- **練習問題**
1. 名古屋の丸の内散策の文章を読んで、次の問いに答えなさい。
(a) 地名の「丸」は何を指すか。
(b) 名古屋の丸の内は、どの二つの通りに挟まれた区域か。
(c) 大津通り沿いの歩道の左手には何があるか。
2. 名古屋の丸の内散策の文章に出てくる「〜通り」という名の道路を、すべて挙げなさい。
3. 名古屋の丸の内散策の文章を、最後の文のあとから書き継ぎなさい。

- **出典本文**
- - -

善界

 昨日は丸の内界隈を散策した。丸の内と言っても、東京丸の内ではない。名古屋の丸の内である。丸は城郭のことを指し、丸の内は城郭の内部ということなので、ある規模以上の城下町ならば大なり小なりこの地名は見受けられる。
 名古屋であれば、名古屋城の南、外堀通りと桜通りに挟まれた区域が丸の内である。
 ただ、広義の「丸の内」ということになると、エリアはもう少し広くなる。東は、名古屋医療センターから、市役所、愛知県庁までの区域、北は名城公園まで、丸の内と考えるのがよいのではないか。
 さて、その広義の丸の内をしばし散策した。雨上がりのせいか、都市の埃が洗われて、瑞々しい翠が匂い立つようだ。このあたりは名古屋でも樹木の多い地域で、日陰を選んで快適な散歩ができる。
 まず地下鉄の市役所駅を北に上がって、そのまま大津通り沿いの歩道を北上する。歩道の左手は内堀(空堀)で、天下普請の石垣が立ちはだかっている。その向こうが二の丸で、二の丸の翠嵐越しに天守閣を望む。

- - -

(収集データ)
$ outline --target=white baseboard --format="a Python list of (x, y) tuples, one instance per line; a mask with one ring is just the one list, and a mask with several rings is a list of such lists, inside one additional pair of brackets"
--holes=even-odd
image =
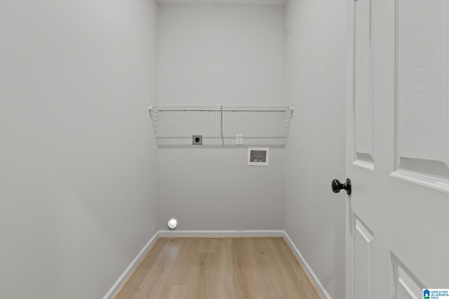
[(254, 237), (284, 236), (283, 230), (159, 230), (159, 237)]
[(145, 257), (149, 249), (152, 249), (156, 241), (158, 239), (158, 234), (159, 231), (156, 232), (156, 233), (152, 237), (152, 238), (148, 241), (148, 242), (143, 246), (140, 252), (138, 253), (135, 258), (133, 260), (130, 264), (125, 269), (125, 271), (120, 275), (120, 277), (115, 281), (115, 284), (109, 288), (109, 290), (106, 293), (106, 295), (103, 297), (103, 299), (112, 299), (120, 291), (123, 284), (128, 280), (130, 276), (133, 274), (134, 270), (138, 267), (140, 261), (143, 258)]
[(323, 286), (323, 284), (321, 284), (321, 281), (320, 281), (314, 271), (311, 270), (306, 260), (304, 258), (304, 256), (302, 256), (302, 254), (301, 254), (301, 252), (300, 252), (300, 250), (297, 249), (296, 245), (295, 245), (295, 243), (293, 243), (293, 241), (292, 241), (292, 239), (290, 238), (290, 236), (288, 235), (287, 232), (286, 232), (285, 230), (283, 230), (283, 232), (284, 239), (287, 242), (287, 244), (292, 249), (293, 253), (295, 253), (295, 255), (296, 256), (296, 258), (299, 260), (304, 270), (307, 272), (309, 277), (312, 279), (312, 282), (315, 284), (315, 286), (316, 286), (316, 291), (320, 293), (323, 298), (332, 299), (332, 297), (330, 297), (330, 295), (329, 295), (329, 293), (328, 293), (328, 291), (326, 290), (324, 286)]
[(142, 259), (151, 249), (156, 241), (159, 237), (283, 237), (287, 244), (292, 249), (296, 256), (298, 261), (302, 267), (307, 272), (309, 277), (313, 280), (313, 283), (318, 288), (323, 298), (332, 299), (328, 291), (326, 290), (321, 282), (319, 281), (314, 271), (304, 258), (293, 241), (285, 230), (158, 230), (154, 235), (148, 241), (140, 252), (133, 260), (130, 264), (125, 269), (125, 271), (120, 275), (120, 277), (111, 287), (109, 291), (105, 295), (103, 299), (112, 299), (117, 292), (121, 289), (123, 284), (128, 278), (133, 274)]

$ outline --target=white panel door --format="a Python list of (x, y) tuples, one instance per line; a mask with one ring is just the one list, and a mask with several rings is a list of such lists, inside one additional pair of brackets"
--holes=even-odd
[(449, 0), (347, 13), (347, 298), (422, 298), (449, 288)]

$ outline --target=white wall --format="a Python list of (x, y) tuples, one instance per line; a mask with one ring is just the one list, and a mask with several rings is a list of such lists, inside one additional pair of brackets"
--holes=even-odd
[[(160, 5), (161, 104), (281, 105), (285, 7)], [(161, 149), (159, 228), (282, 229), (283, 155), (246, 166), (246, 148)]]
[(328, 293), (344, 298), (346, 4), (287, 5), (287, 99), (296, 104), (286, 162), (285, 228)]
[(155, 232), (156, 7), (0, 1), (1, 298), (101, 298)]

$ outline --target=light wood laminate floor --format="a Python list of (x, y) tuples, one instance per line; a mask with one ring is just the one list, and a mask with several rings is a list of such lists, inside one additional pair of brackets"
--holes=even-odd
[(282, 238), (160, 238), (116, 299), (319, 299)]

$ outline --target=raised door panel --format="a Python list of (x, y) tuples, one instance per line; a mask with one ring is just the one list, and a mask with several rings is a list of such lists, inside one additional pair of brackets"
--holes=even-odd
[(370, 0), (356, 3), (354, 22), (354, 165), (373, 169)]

- - -

- **問題別解答**
1.
(a) 城郭
(b) 外堀通りと桜通り
(c) 内堀(空堀)

2. 外堀通り、桜通り、大津通り

3.
 そのまま名城公園に入って、藤棚の歩道を西に歩く。ここでは天守閣が南に見える。いわゆる「裏天守」であり、それもなかなか風情がある。
 肌感覚として歴史とか文化を知らぬヤンキーどもに、むざむざと焼かれてしまったことは、惜しまれてならない。無知なB29搭乗兵は、名古屋城の威容を目の当たりにして、面白半分に、あるいは嫉妬もあったのかもしれないが、歴史の破壊に走ったのであろう。本質的には、バーミヤンで石の大仏を破壊した連中と大差のない愚かさといっていい。
 そして愚か者は、日本人にもいる。天守閣を再建するまではいい。資金的なこともあって鉄筋コンクリートでの再築もやむを得ないだろう。しかし、その後に天守閣の横っ腹に突っ込むように作った外付けのエレベータはいただけない。いくらバリアフリーを叫ぶ声があったって、歴史的に存在しなかった外部エレベータなど造り着けるものではない。そういうことを市側に要求した連中も愚かなら、それを鵜呑みにした名古屋市の関係者もバカだ。
 話を元に戻す。
 裏天守を眺めながら、水堀沿いを西へ、戌亥隅櫓(いぬいすみやぐら)を回る込むかたちで、ナゴヤキャッスル前の道路を南に下がる。そしてようやく目的地の名古屋能楽堂に到着した。
 市役所駅からまっすぐに出来町通を歩けば700m程なのだが、ぐるりと大回りをしたので2kmのウオーキングになった。
 ここまでが前置きである。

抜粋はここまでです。